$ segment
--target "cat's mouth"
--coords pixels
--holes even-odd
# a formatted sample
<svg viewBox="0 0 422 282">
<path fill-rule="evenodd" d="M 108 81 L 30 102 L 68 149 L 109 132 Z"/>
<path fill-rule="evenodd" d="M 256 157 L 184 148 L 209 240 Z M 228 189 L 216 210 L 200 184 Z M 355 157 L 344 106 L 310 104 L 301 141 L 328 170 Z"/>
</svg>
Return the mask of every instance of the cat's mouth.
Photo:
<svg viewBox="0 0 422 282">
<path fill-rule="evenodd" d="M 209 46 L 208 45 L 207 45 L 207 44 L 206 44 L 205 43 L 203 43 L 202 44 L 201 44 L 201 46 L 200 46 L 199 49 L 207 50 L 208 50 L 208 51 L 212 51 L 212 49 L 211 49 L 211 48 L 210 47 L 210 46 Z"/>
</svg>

WORK REQUIRED: Rewrite all the entries above, changing every "cat's mouth" to "cat's ear" and leaving everything else unchanged.

THE COMPLETED TASK:
$ segment
--target "cat's ear"
--coords pixels
--holes even-odd
# a formatted sample
<svg viewBox="0 0 422 282">
<path fill-rule="evenodd" d="M 108 81 L 30 102 L 68 149 L 109 132 Z"/>
<path fill-rule="evenodd" d="M 256 157 L 184 148 L 209 240 Z M 228 189 L 216 210 L 200 184 Z M 355 157 L 344 106 L 310 104 L 301 141 L 328 170 Z"/>
</svg>
Return the mask of every instance of the cat's ear.
Photo:
<svg viewBox="0 0 422 282">
<path fill-rule="evenodd" d="M 209 46 L 208 45 L 207 45 L 207 44 L 206 44 L 205 43 L 203 43 L 202 44 L 201 44 L 201 46 L 200 46 L 199 49 L 207 50 L 208 50 L 208 51 L 212 51 L 212 49 L 211 49 L 211 48 L 210 47 L 210 46 Z"/>
</svg>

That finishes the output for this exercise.